Text:

User Stories

Automotive Research Lab at Penn State Gives Students Practical Hardware-in-the-Loop Experience


Teach engineering graduate students advanced vehicle powertrain technologies using hardware-in-the-loop methodologies


Use MathWorks tools to set up an interconnected campus-wide HIL network and help students apply high-level concepts, visualize results, and control real hardware


  • Labs set up in minutes
  • Career opportunities enhanced
  • Research and teaching integrated

"We wanted to standardize on one platform for the course, and we didn’t want to have to teach that as well. With MathWorks tools, our students can do both modeling and analysis, and then develop an embedded controller without switching software platforms. That is invaluable."

Dr. Joel Anstrom, Penn State University

In a graduate-level course at Penn State, engineering students use hardware-in-the-loop (HIL) methodologies to study electric, hybrid-electric, and fuel cell vehicle technology.

"To our knowledge, this is the only course in the country focused on HIL for advanced vehicles," says Dr. Sean Brennan, assistant professor of mechanical engineering, who co-teaches the course with Dr. Joel Anstrom, director of the Graduate Automotive Technology Education (GATE) Program at Penn State.

Advanced Vehicle Hardware-in-the-Loop Methods is part of a comprehensive, Department of Energy funded, GATE curriculum. Working with advanced powertrain components in Penn State’s HIL network — which was developed with MathWorks software — students use Simulink® and Simulink Real-Time™ to complete the course labs.

"MathWorks tools enable us to integrate research and teaching," Dr. Brennan says. "Implicit in that is rapid turnaround — the tools enable my colleagues and me to set up lab hardware in minutes, while our students use them to quickly apply high-level concepts, visualize results, and control real hardware."


Penn State's HIL network links fuel cells, batteries, ultracapacitors, electric drive motors, combustion engines, chassis dynamometers, and other vehicle subsystems across the campus.

Data provided:
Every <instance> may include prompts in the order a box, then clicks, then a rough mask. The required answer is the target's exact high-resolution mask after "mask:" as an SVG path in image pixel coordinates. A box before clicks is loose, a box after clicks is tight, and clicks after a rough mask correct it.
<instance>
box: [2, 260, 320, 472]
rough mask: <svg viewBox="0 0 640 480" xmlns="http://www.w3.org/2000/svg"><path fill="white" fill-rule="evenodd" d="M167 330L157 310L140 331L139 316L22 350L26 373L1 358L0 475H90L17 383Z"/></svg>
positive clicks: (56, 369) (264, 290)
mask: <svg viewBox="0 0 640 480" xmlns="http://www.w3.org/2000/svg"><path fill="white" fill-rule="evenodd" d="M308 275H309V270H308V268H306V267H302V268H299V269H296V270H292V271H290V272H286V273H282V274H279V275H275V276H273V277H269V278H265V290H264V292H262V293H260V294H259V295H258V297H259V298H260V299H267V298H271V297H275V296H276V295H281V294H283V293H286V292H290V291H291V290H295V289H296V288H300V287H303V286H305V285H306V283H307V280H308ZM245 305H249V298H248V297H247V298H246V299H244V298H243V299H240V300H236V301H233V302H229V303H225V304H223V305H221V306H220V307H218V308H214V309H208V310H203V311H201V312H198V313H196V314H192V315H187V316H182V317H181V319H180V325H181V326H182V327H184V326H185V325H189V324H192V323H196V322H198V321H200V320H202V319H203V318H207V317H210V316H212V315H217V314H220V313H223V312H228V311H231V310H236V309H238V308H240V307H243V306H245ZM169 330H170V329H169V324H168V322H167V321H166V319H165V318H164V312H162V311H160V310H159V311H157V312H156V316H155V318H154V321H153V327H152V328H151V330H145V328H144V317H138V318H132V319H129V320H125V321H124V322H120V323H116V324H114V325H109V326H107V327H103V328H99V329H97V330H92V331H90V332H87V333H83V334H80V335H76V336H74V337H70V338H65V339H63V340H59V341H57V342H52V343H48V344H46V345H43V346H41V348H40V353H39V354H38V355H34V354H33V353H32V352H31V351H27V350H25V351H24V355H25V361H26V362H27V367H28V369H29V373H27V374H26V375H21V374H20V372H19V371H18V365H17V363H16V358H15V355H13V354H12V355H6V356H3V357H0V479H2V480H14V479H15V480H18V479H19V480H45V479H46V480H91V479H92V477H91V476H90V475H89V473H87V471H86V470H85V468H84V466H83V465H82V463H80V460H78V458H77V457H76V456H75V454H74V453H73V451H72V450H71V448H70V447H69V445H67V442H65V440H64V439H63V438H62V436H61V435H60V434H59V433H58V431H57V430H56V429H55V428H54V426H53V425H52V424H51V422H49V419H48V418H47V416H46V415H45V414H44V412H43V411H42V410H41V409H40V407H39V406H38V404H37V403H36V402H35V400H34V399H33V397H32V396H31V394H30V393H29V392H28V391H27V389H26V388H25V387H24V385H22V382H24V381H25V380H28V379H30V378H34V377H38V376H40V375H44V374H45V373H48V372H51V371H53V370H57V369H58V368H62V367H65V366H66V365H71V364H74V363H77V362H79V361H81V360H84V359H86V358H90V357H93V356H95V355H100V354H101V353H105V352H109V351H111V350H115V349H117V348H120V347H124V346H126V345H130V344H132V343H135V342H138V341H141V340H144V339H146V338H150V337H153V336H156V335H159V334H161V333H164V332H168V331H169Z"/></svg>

Work to complete:
Repeat the Penn State HIL lab text starting at "In a graduate-level" and ending at "the course labs.", but switch "graduate-level" to "upper-level".

Written answer:
In a upper-level course at Penn State, engineering students use hardware-in-the-loop (HIL) methodologies to study electric, hybrid-electric, and fuel cell vehicle technology.

"To our knowledge, this is the only course in the country focused on HIL for advanced vehicles," says Dr. Sean Brennan, assistant professor of mechanical engineering, who co-teaches the course with Dr. Joel Anstrom, director of the Graduate Automotive Technology Education (GATE) Program at Penn State.

Advanced Vehicle Hardware-in-the-Loop Methods is part of a comprehensive, Department of Energy funded, GATE curriculum. Working with advanced powertrain components in Penn State’s HIL network — which was developed with MathWorks software — students use Simulink® and Simulink Real-Time™ to complete the course labs.